>> Start Text section
Add Triton kernels for fp8 blockwise quantization and GEMMs #2617

danielvegamyhre · 2025-07-28T16:06:01Z

Stacked PRs:

Add Triton kernels for fp8 blockwise quantization and GEMMs

I wrote the following triton kernels to perform fp8 blockwize quantization ops and GEMMs needed for the forward + backward of a linear layer
Added unit tests verifying numerics

GEMMS:

blockwise_fp8_gemm_1x128_128x128 for:
- out = input @ weight.T
- grad_input = grad_output @ weight
blockwise_fp8_gemm_1x128_128x1 for:
- grad_weight = grad_output.T @ input

Quantization:

fp8_blockwise_act_quant_lhs
fp8_blockwise_act_quant_rhs
fp8_blockwise_act_quant_transposed_lhs
fp8_blockwise_weight_quant_rhs
fp8_blockwise_weight_quant_transposed_rhs

Test plan

pytest test/prototype/blockwise_fp8_training/test_blockwise_kernels.py

Attempted usage of DeepGEMM cutlass kernels

Unfortunately the GEMM APIs in @vkuzo's PoC here no longer exist in DeepGEMM. I tried using the new GEMM APIs (fp8_gemm_nt etc), and:

On B200, with both Vasiliy's PR and my PR, got device-side asserts on this line, that were not immediately clear how to resolve.
On H100, I only tried Vasiliy's PR, but got undefined symbols error from CUDA, despite using CUDA toolkit 12.8+ as stated in the readme.

Attempted usage of torch._scaled_mm

I also tried using torch._scaled_mm in torch nightly, and the error messages indicate it does not support groupwise scaled "A" tensor with blockwise scaled "B" tensor, so I went ahead and finished writing these triton GEMMs.

Today, however, I talked to Luca and it seems the error message is inaccurate and it is indeed supported, but will require some changes to scale strides and alignment to adhere to the API requirements.

If we want to make this prototype more performant, I can make these changes and swap out the GEMMs to use torch._scaled_mm (and update the PT core error message to be more accurate).

pytorch-bot · 2025-07-28T16:06:04Z

🔗 Helpful Links

🧪 See artifacts and rendered test results at hud.pytorch.org/pr/pytorch/ao/2617

📄 Preview Python docs built from this PR

Note: Links to docs will display an error until the docs builds have been completed.

✅ No Failures

As of commit 14420ef with merge base 0e00df3 ():
💚 Looks good so far! There are no failures yet. 💚

This comment was automatically generated by Dr. CI and updates every 15 minutes.

vkuzo · 2025-07-28T18:06:14Z

test/prototype/blockwise_fp8_training/test_blockwise_kernels.py

+    ref_fp32 = ref_fp8.to(torch.float32)
>> End Text section
>> Start Record list
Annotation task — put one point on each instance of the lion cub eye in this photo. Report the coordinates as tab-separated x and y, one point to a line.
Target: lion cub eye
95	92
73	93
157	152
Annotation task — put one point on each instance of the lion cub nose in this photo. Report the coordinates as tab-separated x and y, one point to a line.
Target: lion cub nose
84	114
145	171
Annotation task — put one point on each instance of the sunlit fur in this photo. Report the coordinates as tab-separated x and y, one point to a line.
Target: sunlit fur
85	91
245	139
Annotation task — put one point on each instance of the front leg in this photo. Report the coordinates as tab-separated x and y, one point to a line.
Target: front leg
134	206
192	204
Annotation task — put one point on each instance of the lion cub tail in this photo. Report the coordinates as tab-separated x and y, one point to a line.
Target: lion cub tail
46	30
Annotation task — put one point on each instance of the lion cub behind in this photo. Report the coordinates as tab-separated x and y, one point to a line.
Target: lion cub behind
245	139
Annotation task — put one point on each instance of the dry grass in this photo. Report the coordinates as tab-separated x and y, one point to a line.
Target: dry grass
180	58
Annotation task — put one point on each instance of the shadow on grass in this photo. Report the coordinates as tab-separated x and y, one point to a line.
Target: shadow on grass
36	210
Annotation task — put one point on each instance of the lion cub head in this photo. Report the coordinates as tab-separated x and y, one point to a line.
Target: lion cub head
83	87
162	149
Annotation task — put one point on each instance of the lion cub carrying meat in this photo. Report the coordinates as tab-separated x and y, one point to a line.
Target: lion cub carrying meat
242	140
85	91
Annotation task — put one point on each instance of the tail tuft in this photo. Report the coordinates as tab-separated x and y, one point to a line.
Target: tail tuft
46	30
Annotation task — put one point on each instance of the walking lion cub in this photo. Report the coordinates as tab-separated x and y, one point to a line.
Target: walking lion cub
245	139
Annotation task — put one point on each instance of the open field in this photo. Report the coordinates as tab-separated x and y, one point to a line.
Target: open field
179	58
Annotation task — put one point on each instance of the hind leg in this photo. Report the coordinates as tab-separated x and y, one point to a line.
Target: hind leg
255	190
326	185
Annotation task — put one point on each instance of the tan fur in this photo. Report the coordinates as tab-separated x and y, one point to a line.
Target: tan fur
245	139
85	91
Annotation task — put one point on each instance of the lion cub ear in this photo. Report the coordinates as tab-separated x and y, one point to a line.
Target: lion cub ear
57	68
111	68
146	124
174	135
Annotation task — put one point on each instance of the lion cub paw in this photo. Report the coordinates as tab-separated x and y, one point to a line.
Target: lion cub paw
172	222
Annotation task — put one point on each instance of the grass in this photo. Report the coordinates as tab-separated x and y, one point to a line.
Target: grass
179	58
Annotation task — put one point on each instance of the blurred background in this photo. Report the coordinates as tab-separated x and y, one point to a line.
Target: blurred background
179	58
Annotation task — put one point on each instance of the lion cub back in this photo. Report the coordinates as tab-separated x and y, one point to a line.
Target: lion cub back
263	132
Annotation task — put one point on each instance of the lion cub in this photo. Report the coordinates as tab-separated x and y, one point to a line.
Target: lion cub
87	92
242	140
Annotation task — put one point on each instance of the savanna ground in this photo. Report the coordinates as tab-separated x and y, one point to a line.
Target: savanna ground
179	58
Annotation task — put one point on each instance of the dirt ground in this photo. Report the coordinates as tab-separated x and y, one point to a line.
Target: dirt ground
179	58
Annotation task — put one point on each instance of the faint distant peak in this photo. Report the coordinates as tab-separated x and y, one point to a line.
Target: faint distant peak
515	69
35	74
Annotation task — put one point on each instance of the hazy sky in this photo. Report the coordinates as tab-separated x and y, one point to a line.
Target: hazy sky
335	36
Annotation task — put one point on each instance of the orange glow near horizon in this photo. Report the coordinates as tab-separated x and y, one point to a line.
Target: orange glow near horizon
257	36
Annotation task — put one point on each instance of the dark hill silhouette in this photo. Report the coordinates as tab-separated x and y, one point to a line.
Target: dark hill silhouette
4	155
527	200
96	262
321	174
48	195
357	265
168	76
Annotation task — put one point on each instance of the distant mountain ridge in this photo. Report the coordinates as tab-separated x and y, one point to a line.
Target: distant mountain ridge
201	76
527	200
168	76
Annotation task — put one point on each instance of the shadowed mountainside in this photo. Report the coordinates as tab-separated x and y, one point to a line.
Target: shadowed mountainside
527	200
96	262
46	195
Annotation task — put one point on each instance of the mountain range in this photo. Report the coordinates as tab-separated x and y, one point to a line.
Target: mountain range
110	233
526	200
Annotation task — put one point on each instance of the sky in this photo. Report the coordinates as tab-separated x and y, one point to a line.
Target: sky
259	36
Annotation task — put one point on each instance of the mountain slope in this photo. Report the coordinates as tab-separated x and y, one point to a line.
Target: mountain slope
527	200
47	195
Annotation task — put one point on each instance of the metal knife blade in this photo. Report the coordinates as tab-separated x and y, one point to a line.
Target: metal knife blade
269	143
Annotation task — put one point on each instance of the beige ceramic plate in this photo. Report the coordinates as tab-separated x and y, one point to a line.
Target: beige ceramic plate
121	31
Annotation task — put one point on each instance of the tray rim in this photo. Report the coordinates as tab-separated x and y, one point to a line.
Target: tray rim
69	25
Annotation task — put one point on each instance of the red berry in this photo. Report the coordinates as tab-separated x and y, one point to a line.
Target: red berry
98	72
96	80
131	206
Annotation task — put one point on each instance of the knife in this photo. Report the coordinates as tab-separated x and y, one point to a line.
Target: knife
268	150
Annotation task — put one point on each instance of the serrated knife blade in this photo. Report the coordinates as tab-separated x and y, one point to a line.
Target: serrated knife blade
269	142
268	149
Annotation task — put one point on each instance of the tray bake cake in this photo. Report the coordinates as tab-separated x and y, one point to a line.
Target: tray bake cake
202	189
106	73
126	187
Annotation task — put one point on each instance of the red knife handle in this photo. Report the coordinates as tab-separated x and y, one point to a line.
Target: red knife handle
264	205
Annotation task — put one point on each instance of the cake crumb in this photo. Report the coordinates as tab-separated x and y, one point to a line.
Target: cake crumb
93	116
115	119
>> End Record list
## List of tasks
A. Name every quantization kernel that the pull request thread lists.
B. According to the pull request thread, which GEMM kernel computes grad_weight = grad_output.T @ input?
C. From the pull request thread, reproduce word for word the passage that begins with the words containing "Attempted usage of torch._scaled_mm" and ends with "these triton GEMMs.".

## Answers to the exercise
A.
fp8_blockwise_act_quant_lhs
fp8_blockwise_act_quant_rhs
fp8_blockwise_act_quant_transposed_lhs
fp8_blockwise_weight_quant_rhs
fp8_blockwise_weight_quant_transposed_rhs

B. blockwise_fp8_gemm_1x128_128x1

C.
Attempted usage of torch._scaled_mm

I also tried using torch._scaled_mm in torch nightly, and the error messages indicate it does not support groupwise scaled "A" tensor with blockwise scaled "B" tensor, so I went ahead and finished writing these triton GEMMs.